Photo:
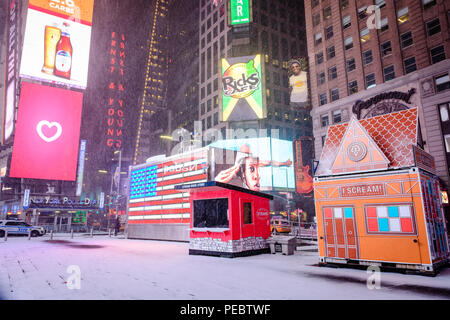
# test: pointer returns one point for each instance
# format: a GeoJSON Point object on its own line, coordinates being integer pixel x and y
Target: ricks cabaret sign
{"type": "Point", "coordinates": [62, 203]}
{"type": "Point", "coordinates": [242, 89]}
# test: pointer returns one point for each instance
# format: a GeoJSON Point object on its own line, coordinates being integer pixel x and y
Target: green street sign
{"type": "Point", "coordinates": [239, 12]}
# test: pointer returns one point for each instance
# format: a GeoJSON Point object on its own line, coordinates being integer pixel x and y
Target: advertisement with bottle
{"type": "Point", "coordinates": [57, 41]}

———

> Your objective: Convert all the entries above into a two-column CSV with the headers input and output. Give one row per entry, with its text and its answer each in a single quoted field and line breaks replaced by spaces, and leave the pictures out.

> Exercise answer:
input,output
"Photo: # test: pointer returns one point for each instance # format: a GeoJSON Point object on its own line, coordinates being integer pixel x and y Target: ricks cabaret sign","{""type"": ""Point"", ""coordinates"": [62, 203]} {""type"": ""Point"", ""coordinates"": [242, 89]}"
"# test: pointer returns one point for each instance # format: a GeoJSON Point object on its own line, coordinates being integer pixel x and y Target: green street sign","{""type"": ""Point"", ""coordinates"": [239, 12]}"
"# test: pointer returns one point for each instance # format: a GeoJSON Point object on its own line, coordinates being integer pixel x and y Target: advertisement with bottle","{""type"": ""Point"", ""coordinates"": [57, 41]}"